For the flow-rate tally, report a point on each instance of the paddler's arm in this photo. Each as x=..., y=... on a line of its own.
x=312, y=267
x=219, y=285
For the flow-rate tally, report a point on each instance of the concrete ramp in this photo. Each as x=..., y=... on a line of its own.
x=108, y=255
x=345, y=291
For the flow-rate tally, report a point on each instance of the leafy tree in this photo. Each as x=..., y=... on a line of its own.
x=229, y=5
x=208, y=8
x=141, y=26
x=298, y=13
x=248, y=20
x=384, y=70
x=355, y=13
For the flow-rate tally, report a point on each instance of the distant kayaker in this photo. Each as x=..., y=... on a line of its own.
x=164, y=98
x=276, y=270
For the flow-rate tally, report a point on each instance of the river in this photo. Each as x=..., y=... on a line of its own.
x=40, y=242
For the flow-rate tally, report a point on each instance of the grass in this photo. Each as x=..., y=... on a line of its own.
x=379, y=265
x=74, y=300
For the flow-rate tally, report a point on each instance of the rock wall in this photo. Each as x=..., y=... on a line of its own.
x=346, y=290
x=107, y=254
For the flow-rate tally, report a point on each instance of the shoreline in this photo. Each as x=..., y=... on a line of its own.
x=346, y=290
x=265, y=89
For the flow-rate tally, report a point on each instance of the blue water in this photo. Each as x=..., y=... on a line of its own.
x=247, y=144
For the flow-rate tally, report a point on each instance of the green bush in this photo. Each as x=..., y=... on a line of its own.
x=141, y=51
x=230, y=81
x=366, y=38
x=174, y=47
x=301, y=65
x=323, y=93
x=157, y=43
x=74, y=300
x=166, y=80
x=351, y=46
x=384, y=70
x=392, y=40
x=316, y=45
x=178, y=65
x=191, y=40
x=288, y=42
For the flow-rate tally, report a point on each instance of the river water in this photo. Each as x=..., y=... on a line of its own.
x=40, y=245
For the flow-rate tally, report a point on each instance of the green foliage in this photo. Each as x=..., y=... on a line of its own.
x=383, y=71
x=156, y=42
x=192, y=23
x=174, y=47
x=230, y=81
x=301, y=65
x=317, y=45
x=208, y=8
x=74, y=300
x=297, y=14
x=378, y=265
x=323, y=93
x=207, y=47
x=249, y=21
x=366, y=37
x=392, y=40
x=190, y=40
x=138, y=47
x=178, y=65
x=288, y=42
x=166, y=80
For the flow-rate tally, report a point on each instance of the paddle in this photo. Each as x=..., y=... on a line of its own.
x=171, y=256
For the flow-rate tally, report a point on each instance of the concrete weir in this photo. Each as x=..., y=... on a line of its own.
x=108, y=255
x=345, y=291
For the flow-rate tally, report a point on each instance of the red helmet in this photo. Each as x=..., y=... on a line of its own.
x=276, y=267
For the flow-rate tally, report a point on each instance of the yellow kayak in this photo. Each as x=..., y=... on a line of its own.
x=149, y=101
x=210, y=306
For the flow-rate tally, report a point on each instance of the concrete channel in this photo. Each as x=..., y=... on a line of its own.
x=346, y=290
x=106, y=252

--

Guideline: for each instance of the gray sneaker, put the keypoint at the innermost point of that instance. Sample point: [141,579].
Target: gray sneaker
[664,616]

◆ Your instructions
Put the stretch of the listing from the line containing "the green foliage" through the line containing "x=106, y=252", both included, into a JSON list of strings with one string per line and no blank lines.

◆ Response to the exercise
[
  "For the flow-rate tally, report a point on each instance of the green foliage in this photo. Each as x=..., y=... on a line of its own.",
  "x=383, y=71",
  "x=156, y=42",
  "x=192, y=23",
  "x=174, y=47",
  "x=230, y=81",
  "x=301, y=65",
  "x=317, y=45",
  "x=208, y=8",
  "x=74, y=300",
  "x=297, y=14",
  "x=378, y=265",
  "x=323, y=93",
  "x=207, y=47",
  "x=249, y=21",
  "x=366, y=37",
  "x=392, y=40",
  "x=190, y=40",
  "x=138, y=47",
  "x=178, y=65",
  "x=288, y=42",
  "x=166, y=80",
  "For the flow-rate tally, report a point on each instance of the paddle in this photo. Each as x=..., y=... on a line of its own.",
  "x=171, y=256",
  "For the flow-rate tally, report a point on each instance of the concrete weir in this photo. Each as x=..., y=... on a line of its own.",
  "x=108, y=255",
  "x=345, y=291",
  "For the flow-rate tally, report a point on each instance of the red helmet in this photo. Each as x=..., y=... on a line of its own.",
  "x=276, y=267",
  "For the flow-rate tally, report a point on each instance of the yellow kayak in this photo. Each as x=..., y=... on a line of its own.",
  "x=149, y=101",
  "x=210, y=306",
  "For the flow-rate tally, report a point on each instance of the concrete channel in this photo. Each as x=..., y=... on a line of its own.",
  "x=346, y=290",
  "x=106, y=252"
]